=== Material shown ===

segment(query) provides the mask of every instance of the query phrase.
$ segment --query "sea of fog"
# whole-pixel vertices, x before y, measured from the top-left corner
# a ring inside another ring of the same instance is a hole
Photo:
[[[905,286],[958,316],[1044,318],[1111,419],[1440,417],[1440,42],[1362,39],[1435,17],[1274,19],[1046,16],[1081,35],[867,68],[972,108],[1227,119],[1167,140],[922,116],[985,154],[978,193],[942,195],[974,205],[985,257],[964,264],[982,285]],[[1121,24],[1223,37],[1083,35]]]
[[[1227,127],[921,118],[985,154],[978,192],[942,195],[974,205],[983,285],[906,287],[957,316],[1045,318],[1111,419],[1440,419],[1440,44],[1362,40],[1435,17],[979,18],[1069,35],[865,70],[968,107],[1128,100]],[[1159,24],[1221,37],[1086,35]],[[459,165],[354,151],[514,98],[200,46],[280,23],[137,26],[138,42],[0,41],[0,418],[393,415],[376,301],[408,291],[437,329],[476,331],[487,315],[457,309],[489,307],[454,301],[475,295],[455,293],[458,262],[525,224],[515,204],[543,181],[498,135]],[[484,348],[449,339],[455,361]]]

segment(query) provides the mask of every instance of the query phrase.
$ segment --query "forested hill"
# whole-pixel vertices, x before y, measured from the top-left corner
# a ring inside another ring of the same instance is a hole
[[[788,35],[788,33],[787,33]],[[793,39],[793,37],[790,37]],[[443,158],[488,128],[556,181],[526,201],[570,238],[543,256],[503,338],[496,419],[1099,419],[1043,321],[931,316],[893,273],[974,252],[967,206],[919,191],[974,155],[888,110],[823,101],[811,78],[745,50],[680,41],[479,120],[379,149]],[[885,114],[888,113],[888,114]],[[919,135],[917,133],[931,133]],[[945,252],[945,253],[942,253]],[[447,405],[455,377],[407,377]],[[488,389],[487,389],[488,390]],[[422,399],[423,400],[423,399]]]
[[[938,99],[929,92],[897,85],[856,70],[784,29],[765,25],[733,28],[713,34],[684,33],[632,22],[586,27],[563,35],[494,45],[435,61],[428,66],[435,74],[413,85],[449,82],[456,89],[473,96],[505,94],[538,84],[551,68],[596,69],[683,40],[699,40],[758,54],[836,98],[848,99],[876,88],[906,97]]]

===

● **Exercise directions**: Scan the data for the string "query" and copy each line in which it occurs.

● **Solution below**:
segment(query) provides the mask of every instance of the query phrase.
$ segment --query "sea of fog"
segment(query) provides the mask of every instance of the query phrase.
$ segment --query "forested hill"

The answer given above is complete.